GIVEN TASK: Render the rows from the start through the line containing "[(104, 319)]" as a two-column CSV with the headers instruction and points, one line per row: the row's text under instruction and its answer under points. Put each field in quotes, turn any line breaks into spaces, and leave the pictures out.

AVAILABLE DATA:
↓↓↓

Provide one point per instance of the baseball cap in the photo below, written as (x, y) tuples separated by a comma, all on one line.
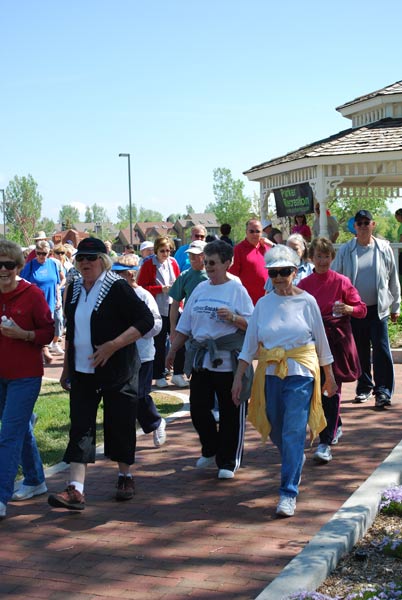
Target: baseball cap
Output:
[(91, 246), (196, 247), (146, 245), (363, 214)]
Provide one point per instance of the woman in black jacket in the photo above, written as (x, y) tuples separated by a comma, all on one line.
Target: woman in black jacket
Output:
[(104, 319)]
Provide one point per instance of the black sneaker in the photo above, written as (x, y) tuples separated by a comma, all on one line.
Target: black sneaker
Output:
[(382, 400), (125, 488), (363, 397), (70, 498)]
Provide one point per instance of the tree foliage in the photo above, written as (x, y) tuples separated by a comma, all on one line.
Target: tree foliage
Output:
[(231, 205), (68, 216), (23, 209)]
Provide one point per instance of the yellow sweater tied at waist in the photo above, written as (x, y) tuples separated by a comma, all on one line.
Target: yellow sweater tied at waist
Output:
[(306, 356)]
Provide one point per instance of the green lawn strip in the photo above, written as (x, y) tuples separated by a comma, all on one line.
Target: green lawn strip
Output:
[(52, 427)]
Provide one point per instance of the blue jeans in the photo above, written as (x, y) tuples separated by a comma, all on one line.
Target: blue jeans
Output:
[(17, 441), (288, 406)]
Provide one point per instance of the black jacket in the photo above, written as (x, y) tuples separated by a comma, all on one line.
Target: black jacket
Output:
[(117, 308)]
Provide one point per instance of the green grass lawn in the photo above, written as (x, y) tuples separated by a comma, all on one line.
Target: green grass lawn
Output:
[(52, 409)]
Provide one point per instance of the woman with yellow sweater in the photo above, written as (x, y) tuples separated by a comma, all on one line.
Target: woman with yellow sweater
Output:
[(287, 329)]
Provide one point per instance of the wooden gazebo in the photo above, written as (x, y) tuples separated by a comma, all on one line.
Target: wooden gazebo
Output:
[(365, 159)]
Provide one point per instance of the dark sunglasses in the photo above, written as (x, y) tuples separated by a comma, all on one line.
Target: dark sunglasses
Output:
[(211, 263), (282, 272), (90, 257), (8, 264)]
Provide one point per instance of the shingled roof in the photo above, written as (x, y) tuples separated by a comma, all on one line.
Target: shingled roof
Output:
[(381, 136), (394, 88)]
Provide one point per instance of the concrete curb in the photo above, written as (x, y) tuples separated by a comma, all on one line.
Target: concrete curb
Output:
[(314, 563)]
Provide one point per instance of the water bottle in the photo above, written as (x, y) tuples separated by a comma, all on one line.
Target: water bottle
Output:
[(335, 312), (6, 321)]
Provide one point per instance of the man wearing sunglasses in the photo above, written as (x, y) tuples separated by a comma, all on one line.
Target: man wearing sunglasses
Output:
[(370, 265), (248, 260)]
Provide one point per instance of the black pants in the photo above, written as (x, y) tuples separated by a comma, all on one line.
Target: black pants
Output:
[(226, 439), (119, 418), (160, 342)]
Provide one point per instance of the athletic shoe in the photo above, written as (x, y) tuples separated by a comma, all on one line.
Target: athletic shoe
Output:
[(24, 492), (161, 382), (160, 434), (206, 462), (337, 436), (363, 397), (125, 488), (286, 506), (70, 498), (179, 381), (225, 474), (56, 349), (323, 453), (382, 400)]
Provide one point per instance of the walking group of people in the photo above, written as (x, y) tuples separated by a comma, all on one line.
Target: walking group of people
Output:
[(311, 327)]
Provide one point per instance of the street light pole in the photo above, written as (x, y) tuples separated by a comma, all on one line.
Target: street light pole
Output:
[(129, 196), (4, 213)]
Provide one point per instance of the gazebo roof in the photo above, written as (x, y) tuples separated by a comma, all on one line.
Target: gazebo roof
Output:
[(381, 136)]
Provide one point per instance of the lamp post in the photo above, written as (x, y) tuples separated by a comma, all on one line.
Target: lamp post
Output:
[(129, 196), (4, 213)]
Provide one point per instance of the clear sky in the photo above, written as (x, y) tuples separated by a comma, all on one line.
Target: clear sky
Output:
[(183, 86)]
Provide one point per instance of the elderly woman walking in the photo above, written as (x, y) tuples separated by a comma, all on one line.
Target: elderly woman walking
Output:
[(213, 321), (104, 319), (26, 325), (287, 329)]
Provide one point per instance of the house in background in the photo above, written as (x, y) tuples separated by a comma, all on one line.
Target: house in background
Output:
[(183, 226)]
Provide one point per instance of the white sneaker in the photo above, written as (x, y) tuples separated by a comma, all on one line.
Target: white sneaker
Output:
[(323, 454), (24, 492), (160, 434), (161, 382), (206, 462), (225, 474), (56, 349), (337, 436), (286, 506), (179, 381)]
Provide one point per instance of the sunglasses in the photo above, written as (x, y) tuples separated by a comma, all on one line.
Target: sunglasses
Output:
[(282, 272), (211, 263), (9, 265), (90, 257)]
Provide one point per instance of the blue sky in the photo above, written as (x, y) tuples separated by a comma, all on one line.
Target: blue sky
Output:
[(183, 86)]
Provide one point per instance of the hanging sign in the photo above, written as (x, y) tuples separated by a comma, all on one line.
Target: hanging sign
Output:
[(294, 200)]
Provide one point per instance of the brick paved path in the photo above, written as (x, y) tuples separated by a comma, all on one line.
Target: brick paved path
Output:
[(186, 534)]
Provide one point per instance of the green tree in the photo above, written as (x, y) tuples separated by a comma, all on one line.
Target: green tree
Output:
[(123, 215), (88, 218), (46, 225), (99, 214), (69, 215), (23, 209), (147, 215), (231, 205)]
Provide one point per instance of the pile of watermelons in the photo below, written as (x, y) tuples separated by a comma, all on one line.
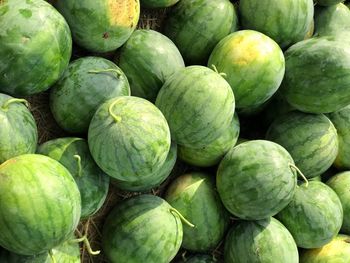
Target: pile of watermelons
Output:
[(250, 98)]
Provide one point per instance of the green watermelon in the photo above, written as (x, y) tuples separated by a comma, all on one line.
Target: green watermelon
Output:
[(314, 216), (196, 26), (154, 55), (198, 104), (154, 180), (86, 84), (285, 21), (336, 251), (40, 204), (129, 138), (143, 228), (255, 179), (213, 152), (332, 19), (100, 26), (195, 197), (249, 53), (317, 79), (264, 241), (341, 121), (18, 132), (35, 46), (74, 154), (311, 139), (340, 183)]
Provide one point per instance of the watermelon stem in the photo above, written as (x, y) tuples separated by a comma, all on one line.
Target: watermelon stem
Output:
[(79, 164), (184, 220), (5, 106), (300, 173)]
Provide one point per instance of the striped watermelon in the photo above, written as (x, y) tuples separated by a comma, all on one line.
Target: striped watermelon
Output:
[(336, 251), (196, 26), (142, 229), (100, 26), (213, 152), (40, 204), (129, 138), (195, 197), (255, 179), (74, 154), (286, 21), (314, 216), (35, 46), (86, 84), (154, 55), (340, 183), (249, 53), (265, 241), (311, 139), (198, 104), (18, 132)]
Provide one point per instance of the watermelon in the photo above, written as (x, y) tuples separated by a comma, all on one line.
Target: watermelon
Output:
[(265, 241), (100, 26), (340, 183), (336, 251), (195, 197), (154, 55), (129, 138), (143, 228), (249, 53), (332, 19), (213, 152), (87, 83), (255, 179), (341, 121), (154, 180), (74, 154), (35, 46), (325, 86), (314, 216), (18, 132), (198, 104), (196, 26), (40, 204), (286, 21), (311, 139)]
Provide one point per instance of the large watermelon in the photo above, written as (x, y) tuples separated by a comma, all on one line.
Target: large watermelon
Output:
[(285, 21), (336, 251), (100, 26), (196, 26), (154, 180), (40, 204), (341, 121), (35, 46), (317, 78), (129, 138), (249, 53), (74, 154), (143, 228), (213, 152), (195, 197), (314, 216), (154, 55), (255, 179), (311, 140), (86, 84), (340, 183), (18, 132), (198, 104), (264, 241)]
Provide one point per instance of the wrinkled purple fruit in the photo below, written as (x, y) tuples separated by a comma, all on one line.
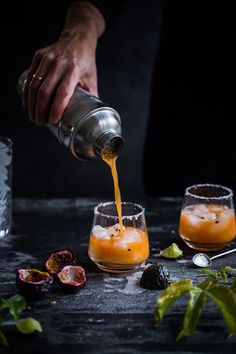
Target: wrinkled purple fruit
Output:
[(33, 283), (72, 278), (57, 260)]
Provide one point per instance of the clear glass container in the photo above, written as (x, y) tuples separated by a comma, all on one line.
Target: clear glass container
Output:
[(115, 251), (5, 186), (207, 220)]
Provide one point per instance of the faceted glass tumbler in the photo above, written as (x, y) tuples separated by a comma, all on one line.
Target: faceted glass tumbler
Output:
[(113, 251), (5, 186), (207, 220)]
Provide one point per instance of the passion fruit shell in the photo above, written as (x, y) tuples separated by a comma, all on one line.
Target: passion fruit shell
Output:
[(72, 278), (57, 260), (155, 277), (32, 283)]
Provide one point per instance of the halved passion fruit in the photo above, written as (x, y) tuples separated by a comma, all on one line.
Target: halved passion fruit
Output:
[(57, 260), (32, 283), (72, 277)]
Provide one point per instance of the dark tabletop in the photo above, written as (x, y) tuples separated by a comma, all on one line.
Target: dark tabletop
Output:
[(112, 313)]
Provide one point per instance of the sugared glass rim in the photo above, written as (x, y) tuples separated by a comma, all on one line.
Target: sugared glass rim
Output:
[(97, 212), (6, 141), (211, 185)]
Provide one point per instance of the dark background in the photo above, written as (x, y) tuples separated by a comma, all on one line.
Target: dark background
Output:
[(125, 57)]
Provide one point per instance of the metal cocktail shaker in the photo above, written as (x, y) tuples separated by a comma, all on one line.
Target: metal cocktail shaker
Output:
[(88, 125)]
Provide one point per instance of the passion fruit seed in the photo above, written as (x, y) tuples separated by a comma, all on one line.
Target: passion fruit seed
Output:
[(32, 283), (57, 260), (72, 277)]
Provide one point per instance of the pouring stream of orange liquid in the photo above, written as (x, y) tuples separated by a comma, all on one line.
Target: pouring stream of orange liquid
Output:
[(110, 159)]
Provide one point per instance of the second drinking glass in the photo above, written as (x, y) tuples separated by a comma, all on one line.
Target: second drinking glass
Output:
[(207, 220)]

↑↑↑

TASK SOLUTION:
instruction,points
"Provide one point per instance of the baseball cap in the photo below, written as (x, y) tuples separated by a comma, all on one line. Target: baseball cap Output:","[(91, 246), (196, 247), (146, 245), (363, 214)]"
"Provide one point per instance of the woman in black jacket in the photo above, written as (x, y) tuples separated by a comma, all on one line. Target: woman in black jacket Output:","[(104, 319)]"